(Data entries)

..............................

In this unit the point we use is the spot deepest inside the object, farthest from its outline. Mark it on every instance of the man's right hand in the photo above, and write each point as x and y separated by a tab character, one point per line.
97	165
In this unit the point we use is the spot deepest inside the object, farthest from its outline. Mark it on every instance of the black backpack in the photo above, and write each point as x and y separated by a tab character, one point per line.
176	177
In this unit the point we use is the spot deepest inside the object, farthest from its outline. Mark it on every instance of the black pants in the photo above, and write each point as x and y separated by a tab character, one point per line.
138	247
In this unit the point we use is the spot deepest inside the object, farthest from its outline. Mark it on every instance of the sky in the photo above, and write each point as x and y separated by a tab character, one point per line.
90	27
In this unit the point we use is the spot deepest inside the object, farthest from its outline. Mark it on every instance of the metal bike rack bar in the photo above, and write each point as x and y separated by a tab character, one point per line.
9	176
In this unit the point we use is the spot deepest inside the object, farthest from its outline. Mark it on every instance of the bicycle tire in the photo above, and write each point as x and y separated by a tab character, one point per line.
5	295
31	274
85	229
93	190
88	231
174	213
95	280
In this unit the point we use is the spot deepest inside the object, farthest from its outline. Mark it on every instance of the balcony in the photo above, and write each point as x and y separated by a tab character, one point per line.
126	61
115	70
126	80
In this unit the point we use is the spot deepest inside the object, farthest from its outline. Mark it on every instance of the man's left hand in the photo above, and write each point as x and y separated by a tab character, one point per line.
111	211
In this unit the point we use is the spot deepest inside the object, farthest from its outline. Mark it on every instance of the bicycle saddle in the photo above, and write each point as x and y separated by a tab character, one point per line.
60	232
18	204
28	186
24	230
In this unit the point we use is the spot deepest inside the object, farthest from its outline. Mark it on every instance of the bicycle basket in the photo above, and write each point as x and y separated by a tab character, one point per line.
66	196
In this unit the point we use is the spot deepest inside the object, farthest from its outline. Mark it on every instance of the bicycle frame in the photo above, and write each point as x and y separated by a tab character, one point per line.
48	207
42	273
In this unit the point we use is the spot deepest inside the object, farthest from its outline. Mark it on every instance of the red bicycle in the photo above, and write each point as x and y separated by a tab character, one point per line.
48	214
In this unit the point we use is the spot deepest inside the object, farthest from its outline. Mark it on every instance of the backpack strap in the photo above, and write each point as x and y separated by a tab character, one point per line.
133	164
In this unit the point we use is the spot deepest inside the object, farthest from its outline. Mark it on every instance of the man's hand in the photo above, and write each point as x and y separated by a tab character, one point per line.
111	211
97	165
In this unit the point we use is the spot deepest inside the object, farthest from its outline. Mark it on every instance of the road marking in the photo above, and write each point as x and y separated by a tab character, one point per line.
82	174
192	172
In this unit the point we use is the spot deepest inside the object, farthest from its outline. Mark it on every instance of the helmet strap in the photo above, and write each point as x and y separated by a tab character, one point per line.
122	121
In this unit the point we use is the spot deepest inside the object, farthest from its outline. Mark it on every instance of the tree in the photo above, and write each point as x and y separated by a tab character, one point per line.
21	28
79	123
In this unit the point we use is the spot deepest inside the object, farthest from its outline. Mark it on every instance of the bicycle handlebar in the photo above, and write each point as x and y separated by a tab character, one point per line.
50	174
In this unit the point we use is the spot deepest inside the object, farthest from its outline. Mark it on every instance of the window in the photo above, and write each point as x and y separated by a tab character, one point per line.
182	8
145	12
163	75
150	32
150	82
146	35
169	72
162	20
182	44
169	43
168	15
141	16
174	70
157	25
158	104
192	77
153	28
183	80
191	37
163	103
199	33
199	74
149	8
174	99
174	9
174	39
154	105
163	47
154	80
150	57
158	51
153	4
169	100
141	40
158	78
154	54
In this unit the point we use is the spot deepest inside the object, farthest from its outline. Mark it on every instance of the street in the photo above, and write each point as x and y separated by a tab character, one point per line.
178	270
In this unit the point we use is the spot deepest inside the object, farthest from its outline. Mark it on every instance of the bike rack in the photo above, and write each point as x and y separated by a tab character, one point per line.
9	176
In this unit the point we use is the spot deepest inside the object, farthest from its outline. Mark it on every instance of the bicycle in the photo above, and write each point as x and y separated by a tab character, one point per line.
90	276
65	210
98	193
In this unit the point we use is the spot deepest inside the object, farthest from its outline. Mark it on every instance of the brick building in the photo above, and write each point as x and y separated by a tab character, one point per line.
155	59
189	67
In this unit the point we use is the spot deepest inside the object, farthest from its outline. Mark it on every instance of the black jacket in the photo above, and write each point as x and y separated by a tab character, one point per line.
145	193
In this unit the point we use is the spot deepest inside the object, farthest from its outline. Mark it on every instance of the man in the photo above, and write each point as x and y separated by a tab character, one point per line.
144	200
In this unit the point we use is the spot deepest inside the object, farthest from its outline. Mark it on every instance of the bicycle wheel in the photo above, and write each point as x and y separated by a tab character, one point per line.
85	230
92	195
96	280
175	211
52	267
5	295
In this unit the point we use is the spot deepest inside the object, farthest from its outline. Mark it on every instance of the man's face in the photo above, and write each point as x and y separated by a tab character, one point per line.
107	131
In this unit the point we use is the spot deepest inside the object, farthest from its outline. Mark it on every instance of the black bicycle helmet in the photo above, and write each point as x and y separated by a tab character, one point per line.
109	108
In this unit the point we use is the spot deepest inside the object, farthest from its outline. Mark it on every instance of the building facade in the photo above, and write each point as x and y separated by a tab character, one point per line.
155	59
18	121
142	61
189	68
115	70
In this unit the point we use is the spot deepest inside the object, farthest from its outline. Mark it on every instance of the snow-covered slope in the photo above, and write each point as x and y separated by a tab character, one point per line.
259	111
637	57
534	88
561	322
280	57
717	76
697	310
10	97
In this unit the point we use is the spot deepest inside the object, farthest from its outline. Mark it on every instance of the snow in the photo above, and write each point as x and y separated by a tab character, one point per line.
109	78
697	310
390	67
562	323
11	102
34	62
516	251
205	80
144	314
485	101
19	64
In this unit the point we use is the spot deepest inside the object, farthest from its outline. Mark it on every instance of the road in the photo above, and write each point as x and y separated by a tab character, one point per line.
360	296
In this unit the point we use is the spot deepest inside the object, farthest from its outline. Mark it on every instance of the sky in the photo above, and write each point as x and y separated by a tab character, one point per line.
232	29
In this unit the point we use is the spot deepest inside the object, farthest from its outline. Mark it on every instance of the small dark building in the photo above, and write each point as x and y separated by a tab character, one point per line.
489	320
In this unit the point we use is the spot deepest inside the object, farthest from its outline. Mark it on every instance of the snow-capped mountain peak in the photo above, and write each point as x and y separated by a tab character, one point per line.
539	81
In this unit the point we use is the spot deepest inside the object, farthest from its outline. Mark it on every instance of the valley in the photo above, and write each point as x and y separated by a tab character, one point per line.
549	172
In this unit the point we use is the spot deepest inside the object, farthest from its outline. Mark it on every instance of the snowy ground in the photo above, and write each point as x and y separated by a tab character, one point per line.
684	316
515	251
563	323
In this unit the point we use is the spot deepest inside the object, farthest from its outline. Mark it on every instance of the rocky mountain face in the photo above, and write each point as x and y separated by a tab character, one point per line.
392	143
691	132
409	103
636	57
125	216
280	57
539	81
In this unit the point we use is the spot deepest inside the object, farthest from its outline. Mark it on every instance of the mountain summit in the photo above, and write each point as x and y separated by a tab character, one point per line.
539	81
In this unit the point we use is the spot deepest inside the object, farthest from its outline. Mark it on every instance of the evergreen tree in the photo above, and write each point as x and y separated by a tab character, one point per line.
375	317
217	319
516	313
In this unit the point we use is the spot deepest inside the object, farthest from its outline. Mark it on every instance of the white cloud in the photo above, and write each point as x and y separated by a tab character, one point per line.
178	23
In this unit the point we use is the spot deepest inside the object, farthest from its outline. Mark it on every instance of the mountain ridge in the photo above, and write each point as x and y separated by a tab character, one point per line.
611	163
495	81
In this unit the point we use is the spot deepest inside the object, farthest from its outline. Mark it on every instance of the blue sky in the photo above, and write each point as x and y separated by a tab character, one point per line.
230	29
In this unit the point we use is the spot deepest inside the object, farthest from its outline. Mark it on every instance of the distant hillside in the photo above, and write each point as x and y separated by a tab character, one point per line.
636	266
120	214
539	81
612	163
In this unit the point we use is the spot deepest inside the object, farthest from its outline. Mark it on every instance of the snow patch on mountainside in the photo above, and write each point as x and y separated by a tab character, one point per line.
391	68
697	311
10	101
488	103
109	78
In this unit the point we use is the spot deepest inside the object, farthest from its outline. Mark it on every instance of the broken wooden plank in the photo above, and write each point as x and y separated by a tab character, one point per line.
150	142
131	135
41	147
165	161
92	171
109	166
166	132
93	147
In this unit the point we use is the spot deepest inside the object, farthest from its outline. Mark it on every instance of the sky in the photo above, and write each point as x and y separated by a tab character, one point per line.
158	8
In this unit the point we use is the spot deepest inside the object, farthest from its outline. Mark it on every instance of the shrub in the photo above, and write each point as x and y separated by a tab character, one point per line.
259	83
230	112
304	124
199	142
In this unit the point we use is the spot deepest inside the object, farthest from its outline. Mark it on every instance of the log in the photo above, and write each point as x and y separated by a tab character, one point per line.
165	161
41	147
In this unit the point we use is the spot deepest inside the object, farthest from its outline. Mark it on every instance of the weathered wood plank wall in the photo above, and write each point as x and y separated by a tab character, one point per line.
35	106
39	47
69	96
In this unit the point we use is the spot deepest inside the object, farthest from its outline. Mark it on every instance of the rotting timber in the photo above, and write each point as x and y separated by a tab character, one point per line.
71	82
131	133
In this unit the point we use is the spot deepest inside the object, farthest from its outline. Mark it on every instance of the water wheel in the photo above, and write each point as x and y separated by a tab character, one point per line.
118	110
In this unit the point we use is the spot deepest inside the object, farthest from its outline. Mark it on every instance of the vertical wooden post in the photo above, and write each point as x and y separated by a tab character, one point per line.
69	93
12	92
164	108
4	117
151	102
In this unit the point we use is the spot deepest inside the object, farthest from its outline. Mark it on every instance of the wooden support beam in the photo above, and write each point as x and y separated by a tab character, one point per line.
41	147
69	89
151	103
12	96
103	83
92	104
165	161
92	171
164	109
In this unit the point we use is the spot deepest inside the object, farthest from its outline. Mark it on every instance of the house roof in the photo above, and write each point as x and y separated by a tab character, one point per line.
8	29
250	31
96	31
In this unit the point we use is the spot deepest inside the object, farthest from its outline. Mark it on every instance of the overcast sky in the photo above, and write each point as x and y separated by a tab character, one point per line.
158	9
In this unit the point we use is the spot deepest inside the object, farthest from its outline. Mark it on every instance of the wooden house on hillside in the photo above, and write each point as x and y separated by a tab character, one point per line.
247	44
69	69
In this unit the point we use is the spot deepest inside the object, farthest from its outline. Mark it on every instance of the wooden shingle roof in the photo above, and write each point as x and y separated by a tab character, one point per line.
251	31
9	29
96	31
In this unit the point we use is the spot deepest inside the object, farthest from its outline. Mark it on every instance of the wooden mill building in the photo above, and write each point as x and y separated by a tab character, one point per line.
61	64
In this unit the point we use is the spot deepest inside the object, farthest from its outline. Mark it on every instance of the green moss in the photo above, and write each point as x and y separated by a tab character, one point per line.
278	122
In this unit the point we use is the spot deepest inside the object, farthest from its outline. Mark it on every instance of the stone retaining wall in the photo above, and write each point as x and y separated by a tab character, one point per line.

..............................

Starting from the line containing "of the green" and ending with the final line of the data, reproduce each line exactly as it appears, including no other lines.

## SOLUTION TO THE PROBLEM:
In this unit the point we use is the spot deepest inside the object, farthest from its outline. Mark it on every instance of the green moss in the photo above, and write each point as x and y separated by a tab character, one point per line.
278	122
In this unit the point we use is the spot deepest inside the object, farthest from its outline. Mark it on every instance of the stone retaining wall in the photo above, and write each point as x and y separated by a tab character, one point per line.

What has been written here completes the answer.